_Exercise prompt_
Reproduce all of the rows below word for word, leaving nothing out and changing nothing.

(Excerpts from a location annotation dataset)
::::

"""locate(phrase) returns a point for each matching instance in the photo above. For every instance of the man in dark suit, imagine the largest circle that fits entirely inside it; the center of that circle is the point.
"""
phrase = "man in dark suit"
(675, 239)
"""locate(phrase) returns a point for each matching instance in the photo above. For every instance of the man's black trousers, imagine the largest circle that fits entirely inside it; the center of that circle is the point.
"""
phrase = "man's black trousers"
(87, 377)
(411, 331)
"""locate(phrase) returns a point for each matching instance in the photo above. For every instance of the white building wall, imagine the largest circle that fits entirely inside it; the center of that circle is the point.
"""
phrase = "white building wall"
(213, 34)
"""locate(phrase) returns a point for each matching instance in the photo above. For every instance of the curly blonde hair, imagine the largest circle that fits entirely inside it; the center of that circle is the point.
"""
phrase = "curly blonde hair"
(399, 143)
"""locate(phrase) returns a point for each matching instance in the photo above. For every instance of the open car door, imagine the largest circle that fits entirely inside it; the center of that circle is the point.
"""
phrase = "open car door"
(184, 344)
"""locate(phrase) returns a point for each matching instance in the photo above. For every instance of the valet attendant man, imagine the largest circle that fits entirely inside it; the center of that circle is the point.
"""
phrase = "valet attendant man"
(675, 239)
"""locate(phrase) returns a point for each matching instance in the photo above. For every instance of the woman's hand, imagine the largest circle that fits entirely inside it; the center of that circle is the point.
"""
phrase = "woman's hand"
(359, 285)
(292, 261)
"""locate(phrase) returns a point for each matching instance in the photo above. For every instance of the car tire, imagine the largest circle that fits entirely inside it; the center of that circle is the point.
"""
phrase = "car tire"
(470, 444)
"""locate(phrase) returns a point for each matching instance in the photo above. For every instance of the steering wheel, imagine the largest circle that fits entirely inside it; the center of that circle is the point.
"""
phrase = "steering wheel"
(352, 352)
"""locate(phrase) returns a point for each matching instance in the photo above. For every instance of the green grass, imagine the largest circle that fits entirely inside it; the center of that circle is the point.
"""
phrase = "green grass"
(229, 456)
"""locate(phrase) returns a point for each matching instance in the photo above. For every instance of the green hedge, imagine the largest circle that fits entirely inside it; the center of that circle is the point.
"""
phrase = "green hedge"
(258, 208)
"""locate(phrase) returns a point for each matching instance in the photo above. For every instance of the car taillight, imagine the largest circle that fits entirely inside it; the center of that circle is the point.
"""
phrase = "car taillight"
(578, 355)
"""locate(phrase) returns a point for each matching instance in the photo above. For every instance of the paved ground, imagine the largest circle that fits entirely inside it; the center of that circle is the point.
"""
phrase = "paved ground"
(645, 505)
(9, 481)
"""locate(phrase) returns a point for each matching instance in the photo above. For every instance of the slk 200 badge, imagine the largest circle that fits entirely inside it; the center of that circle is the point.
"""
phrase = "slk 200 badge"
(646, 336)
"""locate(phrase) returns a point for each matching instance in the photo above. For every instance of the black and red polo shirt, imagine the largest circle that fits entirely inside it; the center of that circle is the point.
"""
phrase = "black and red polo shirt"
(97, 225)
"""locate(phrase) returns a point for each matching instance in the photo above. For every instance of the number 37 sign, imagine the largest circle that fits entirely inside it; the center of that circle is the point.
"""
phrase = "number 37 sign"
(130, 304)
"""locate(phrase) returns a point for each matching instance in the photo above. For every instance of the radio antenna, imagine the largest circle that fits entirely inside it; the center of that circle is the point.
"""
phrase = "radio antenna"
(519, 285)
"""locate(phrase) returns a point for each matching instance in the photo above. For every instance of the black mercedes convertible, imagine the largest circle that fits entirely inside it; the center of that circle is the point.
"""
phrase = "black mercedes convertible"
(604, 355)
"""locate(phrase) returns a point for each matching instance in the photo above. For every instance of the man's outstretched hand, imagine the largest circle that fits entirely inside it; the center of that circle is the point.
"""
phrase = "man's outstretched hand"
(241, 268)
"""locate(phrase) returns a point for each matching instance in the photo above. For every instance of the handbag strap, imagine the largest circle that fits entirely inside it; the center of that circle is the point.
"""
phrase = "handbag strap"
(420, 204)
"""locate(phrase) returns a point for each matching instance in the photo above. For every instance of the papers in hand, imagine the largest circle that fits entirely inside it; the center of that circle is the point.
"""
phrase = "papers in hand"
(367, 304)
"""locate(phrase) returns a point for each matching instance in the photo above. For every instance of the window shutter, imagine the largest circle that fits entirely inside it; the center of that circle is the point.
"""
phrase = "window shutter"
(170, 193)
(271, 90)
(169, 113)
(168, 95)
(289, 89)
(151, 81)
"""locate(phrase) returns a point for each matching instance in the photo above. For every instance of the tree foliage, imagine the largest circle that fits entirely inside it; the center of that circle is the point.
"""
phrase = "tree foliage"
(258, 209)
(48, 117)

::::

_Output_
"""locate(phrase) returns a point for each matching instance in the photo above. For every instance of the man in dark suit, imagine the largest circle that fits entirely inside it; the center of that circle is the point.
"""
phrase = "man in dark suit"
(675, 239)
"""locate(phrase) returns a point for each matching instance in the photo above. For every instance of the man's black trousers, imagine the largest circle that fits entirely inside it; the center of that circle is the point.
"""
phrase = "man's black trousers"
(87, 377)
(411, 331)
"""locate(phrase) returns a point for each matching instance in the photo above. For every instance of the white building wall, imagine the largest circle that fits entirely inside it; the center of that circle is the point.
"""
phrase = "white building wall"
(213, 34)
"""locate(phrase) returns a point for each matching instance in the photo above. For every instance of the curly blonde hair, imagine the largest circle that fits entirely inside it; the center of that circle is the point.
"""
phrase = "curly blonde hair"
(399, 143)
"""locate(phrase) returns a point for each matching instance in the photo above. For every instance of the open car door, imagine the largest circle that fits entirely inside it; the center of that circle is the point.
"""
phrase = "open car door"
(184, 344)
"""locate(phrase) returns a point for each matching instance in the photo above. For every instance of the valet attendant man, imagine the largest circle that fits entirely inside it; the center of that circle is the point.
"""
phrase = "valet attendant man"
(675, 239)
"""locate(phrase) returns a point for each matching instance in the photo above. For every instance of the woman's hand, imagine the largest circle that fits entirely inside it; the center of that circle is the point.
"""
phrase = "woman's hand"
(359, 285)
(292, 261)
"""locate(phrase) returns a point for each matching instance in the photo above. For every instance of the car tire, imagine the largest circle that fits entirely inside it; the center of that circle is the point.
"""
phrase = "car tire"
(470, 444)
"""locate(phrase) returns a point for each matching instance in the photo above. For every instance of the steering wheel, imagine the largest circle that fits entirely inside it; the center of that circle is the point.
"""
phrase = "steering wheel"
(352, 352)
"""locate(phrase) returns a point for each matching instance in the photo above. For every instance of the green grass, imagine the largest circle that fits entirely inside it; the center of that circle is the point.
"""
phrase = "green grass"
(229, 456)
"""locate(phrase) returns a point for each matching instance in the photo above. For every instance of the green hedge, imagine the largest circle that fits entirely inside it; the center of that circle is the point.
"""
phrase = "green hedge"
(258, 208)
"""locate(phrase) returns a point for each matching instance in the photo above. For every instance of the car taillight, imagine the largest circle that fits entirely inside it; the center of that circle is the point.
"""
phrase = "car taillight"
(578, 355)
"""locate(phrase) returns a point for each matching instance in the photo above. For every instance of the paved ground, imagine the largest circle that fits entirely inside it; the center of that circle is the point.
"""
phrase = "paved ground"
(645, 505)
(9, 481)
"""locate(phrase) returns a point for each matching instance in the photo above. For every instance of the slk 200 badge, imagine the largest circle that fits entirely inside it; the center of that circle is the point.
"""
phrase = "slk 200 badge"
(646, 336)
"""locate(phrase) returns a point for each matching instance in the photo above. For every instance of the black and red polo shirt, imagine the largest circle that fits entirely inside it; the center of that circle is the point.
"""
phrase = "black and red polo shirt"
(97, 225)
"""locate(phrase) returns a point for each matching instance in the photo above. For every instance of the number 37 sign, imagine the largest circle that fits entirely inside it; the center of that circle is the point.
"""
phrase = "number 37 sign"
(130, 304)
"""locate(phrase) returns a point for each matching instance in the photo above. For every instance of the radio antenna, imagine the largest circle that fits entirely inside it; the center of that circle is the point.
"""
phrase = "radio antenna"
(519, 285)
"""locate(phrase) returns a point for each matching instance in the photo above. For every instance of the black mercedes convertible, imagine the largest circle that fits entirely inside it; the center of that circle is the point.
"""
phrase = "black mercedes convertible"
(604, 355)
"""locate(phrase) returns a point for each matching instance in the photo above. For every instance of the man's outstretched hand, imagine the largest circle that fits entirely inside it; the center of that circle is the point.
"""
phrase = "man's outstretched hand"
(241, 268)
"""locate(phrase) returns a point for each matching instance in the photo above. For every instance of the handbag strap, imagine the largest circle that fits entirely inside it; the center of that circle is the point.
"""
phrase = "handbag strap"
(420, 204)
"""locate(phrase) returns a point for each matching instance in the photo above. For every instance of the papers in hand, imagine the largest circle that fits entirely inside it; the center of that circle is the point.
"""
phrase = "papers in hand"
(367, 304)
"""locate(phrase) returns a point for each matching instance in the photo above. For every instance of the window shutter, imagine the largest circle that fits entirely inside it; the center of that circle is the point.
"""
phrase = "window shutter"
(170, 193)
(271, 90)
(169, 113)
(168, 95)
(289, 89)
(151, 81)
"""locate(phrase) returns a point for each matching instance in the photo above. For every instance of the tree foliage, imagine the largest circle that fits entirely inside it; the center of that circle is the point.
"""
phrase = "tree foliage"
(258, 209)
(48, 117)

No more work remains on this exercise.